**Exercise**
Pictures do not belong in the copy. Return all of the entries exactly.

[Excerpts of pointing data]
....

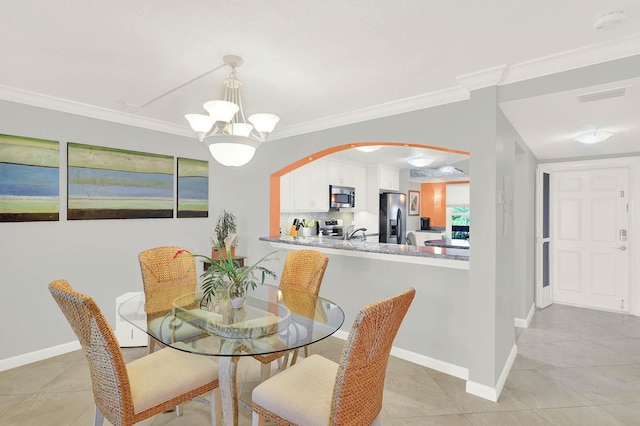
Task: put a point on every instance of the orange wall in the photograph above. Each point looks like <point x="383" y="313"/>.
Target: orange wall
<point x="433" y="202"/>
<point x="274" y="195"/>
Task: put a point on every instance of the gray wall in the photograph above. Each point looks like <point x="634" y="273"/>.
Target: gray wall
<point x="100" y="257"/>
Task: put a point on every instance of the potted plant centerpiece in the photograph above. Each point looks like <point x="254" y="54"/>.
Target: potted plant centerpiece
<point x="225" y="278"/>
<point x="225" y="227"/>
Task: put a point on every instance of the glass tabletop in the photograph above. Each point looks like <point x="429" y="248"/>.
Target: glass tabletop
<point x="271" y="320"/>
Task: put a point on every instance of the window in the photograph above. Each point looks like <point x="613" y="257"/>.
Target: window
<point x="458" y="221"/>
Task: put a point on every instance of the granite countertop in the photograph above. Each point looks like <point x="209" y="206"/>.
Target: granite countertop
<point x="361" y="245"/>
<point x="464" y="244"/>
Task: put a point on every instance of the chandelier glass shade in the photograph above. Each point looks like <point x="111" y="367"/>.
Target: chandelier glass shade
<point x="231" y="139"/>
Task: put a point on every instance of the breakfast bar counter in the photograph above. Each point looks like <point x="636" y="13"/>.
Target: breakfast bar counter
<point x="435" y="256"/>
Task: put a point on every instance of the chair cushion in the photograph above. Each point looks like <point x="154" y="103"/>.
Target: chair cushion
<point x="302" y="393"/>
<point x="167" y="373"/>
<point x="165" y="326"/>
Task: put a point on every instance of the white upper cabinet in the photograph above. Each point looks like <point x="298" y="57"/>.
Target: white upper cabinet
<point x="359" y="178"/>
<point x="340" y="174"/>
<point x="346" y="174"/>
<point x="380" y="179"/>
<point x="306" y="189"/>
<point x="388" y="179"/>
<point x="286" y="193"/>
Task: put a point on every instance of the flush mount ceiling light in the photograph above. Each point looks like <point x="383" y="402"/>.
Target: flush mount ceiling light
<point x="233" y="141"/>
<point x="595" y="136"/>
<point x="420" y="161"/>
<point x="368" y="148"/>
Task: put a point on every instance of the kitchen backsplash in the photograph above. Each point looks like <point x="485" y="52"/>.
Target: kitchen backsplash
<point x="286" y="219"/>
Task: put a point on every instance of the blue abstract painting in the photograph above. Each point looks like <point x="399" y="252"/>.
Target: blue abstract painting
<point x="29" y="179"/>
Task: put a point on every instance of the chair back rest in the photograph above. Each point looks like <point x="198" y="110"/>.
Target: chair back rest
<point x="303" y="270"/>
<point x="357" y="393"/>
<point x="165" y="278"/>
<point x="111" y="389"/>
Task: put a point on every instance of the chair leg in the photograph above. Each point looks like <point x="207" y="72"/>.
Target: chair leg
<point x="216" y="407"/>
<point x="285" y="361"/>
<point x="98" y="417"/>
<point x="265" y="371"/>
<point x="257" y="419"/>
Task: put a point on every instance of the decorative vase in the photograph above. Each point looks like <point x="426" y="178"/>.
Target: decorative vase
<point x="237" y="302"/>
<point x="222" y="254"/>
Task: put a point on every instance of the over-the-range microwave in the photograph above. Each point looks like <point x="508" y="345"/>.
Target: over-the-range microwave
<point x="342" y="197"/>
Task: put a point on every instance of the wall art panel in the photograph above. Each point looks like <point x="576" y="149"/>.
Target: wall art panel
<point x="109" y="183"/>
<point x="29" y="179"/>
<point x="193" y="188"/>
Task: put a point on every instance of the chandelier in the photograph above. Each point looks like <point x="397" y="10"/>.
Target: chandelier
<point x="232" y="140"/>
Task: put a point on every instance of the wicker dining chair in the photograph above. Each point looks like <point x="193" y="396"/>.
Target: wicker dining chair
<point x="318" y="391"/>
<point x="303" y="271"/>
<point x="128" y="393"/>
<point x="164" y="278"/>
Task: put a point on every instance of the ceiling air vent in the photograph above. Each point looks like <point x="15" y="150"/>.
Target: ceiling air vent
<point x="598" y="96"/>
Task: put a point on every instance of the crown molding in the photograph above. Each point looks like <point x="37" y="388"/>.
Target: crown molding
<point x="483" y="78"/>
<point x="498" y="75"/>
<point x="573" y="59"/>
<point x="58" y="104"/>
<point x="440" y="97"/>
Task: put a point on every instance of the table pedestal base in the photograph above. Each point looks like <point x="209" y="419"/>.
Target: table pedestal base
<point x="227" y="367"/>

....

**Answer below**
Task: put a point on every instance of the orange wall in the photograph above. Each point looks like <point x="383" y="313"/>.
Target: orange wall
<point x="433" y="202"/>
<point x="274" y="195"/>
Task: put a point on every instance of the gray wall in the photograph above. Each point looks like <point x="634" y="273"/>.
Target: gray wall
<point x="100" y="257"/>
Task: put a point on every instance of the potted plant centerpiece in the photograph above. Each point looks like <point x="254" y="54"/>.
Target: potted plant centerpiece
<point x="225" y="278"/>
<point x="225" y="227"/>
Task: put a point on every instance of the glass tabletop in the photograph above. Each point looks like <point x="429" y="248"/>.
Target: glass tabletop
<point x="271" y="320"/>
Task: put a point on every instance of the window in the photograph above. Each point looks like <point x="613" y="257"/>.
Target: window
<point x="458" y="221"/>
Task: put a point on every instance of the granite countertop in the photograph above. Each point looks like <point x="209" y="206"/>.
Target: granite countertop
<point x="361" y="245"/>
<point x="464" y="244"/>
Task: put a point on every instance of the chandelier glass shade in the photograph above. Each point looks like <point x="111" y="367"/>.
Target: chandelier glass shade
<point x="231" y="139"/>
Task: put a point on every instance of the breakfast bar counter in the photograph above. Each point looks like <point x="636" y="13"/>.
Target: breakfast bar counter
<point x="435" y="256"/>
Task: put a point on every instance of the chair cushion in the photograph above. Each point looks like <point x="154" y="103"/>.
Target: chair cushion
<point x="302" y="393"/>
<point x="167" y="373"/>
<point x="165" y="326"/>
Task: put a point on every instance of the white upper cabinet in the photograph above. Each point looks like <point x="298" y="57"/>.
Target: white upper cabinet
<point x="359" y="178"/>
<point x="340" y="174"/>
<point x="346" y="174"/>
<point x="380" y="179"/>
<point x="306" y="189"/>
<point x="388" y="179"/>
<point x="286" y="193"/>
Task: put a point on every instance of the flush mount ceiling light in the photograph above. Each point looks like <point x="383" y="402"/>.
Target: flush mount ceiling light
<point x="233" y="141"/>
<point x="595" y="136"/>
<point x="420" y="161"/>
<point x="368" y="148"/>
Task: put a point on every instance of the kitchen backsplash in the photograph above. Each point looks like <point x="485" y="52"/>.
Target: kitchen backsplash
<point x="286" y="219"/>
Task: put a point on every instance of the blue abstract painting in the photograph above. Each point looks like <point x="399" y="252"/>.
Target: blue abstract painting
<point x="29" y="179"/>
Task: put a point on every instance of the chair back rest in the photograph above. Each point looks like <point x="198" y="110"/>.
Target: chair back rest
<point x="303" y="270"/>
<point x="357" y="393"/>
<point x="165" y="278"/>
<point x="111" y="389"/>
Task: put a point on every instance of the chair leg in the photograph above. Each point looks like <point x="207" y="72"/>.
Target: chair leg
<point x="216" y="407"/>
<point x="285" y="361"/>
<point x="98" y="417"/>
<point x="265" y="371"/>
<point x="257" y="419"/>
Task: put a point on every instance of the decorative vase in the photograph above. Each point looks like <point x="426" y="178"/>.
Target: decorative vase
<point x="237" y="302"/>
<point x="222" y="254"/>
Task: put a point on every instance of the over-the-range microwave in the photograph above. Each point looks like <point x="508" y="345"/>.
Target: over-the-range microwave
<point x="342" y="197"/>
Task: put a point on every instance of the wall art panel in the photograph above. Each point looks like <point x="576" y="149"/>.
Target: wall art panel
<point x="109" y="183"/>
<point x="29" y="179"/>
<point x="193" y="188"/>
Task: put a point on every instance of the chandelier in the photograph above. Each point looks like <point x="397" y="10"/>.
Target: chandelier
<point x="232" y="140"/>
Task: put a point on every instance of the wicker dining chair in the photograph above. Each point looks like <point x="193" y="396"/>.
Target: wicker dining chair
<point x="318" y="391"/>
<point x="303" y="271"/>
<point x="128" y="393"/>
<point x="164" y="278"/>
Task: put a point on every instance of the ceiling air vent in the photograph above. Each point looks like <point x="15" y="150"/>.
Target: ceiling air vent
<point x="598" y="96"/>
Task: put a point on every instance of the crown molding in the photograph above. Each point looks like <point x="37" y="388"/>.
Target: crown molding
<point x="483" y="78"/>
<point x="498" y="75"/>
<point x="573" y="59"/>
<point x="58" y="104"/>
<point x="440" y="97"/>
Task: put a point on every instance of the table pedestal base in the photograph above. Each point looks like <point x="209" y="419"/>.
Target: table pedestal base
<point x="227" y="367"/>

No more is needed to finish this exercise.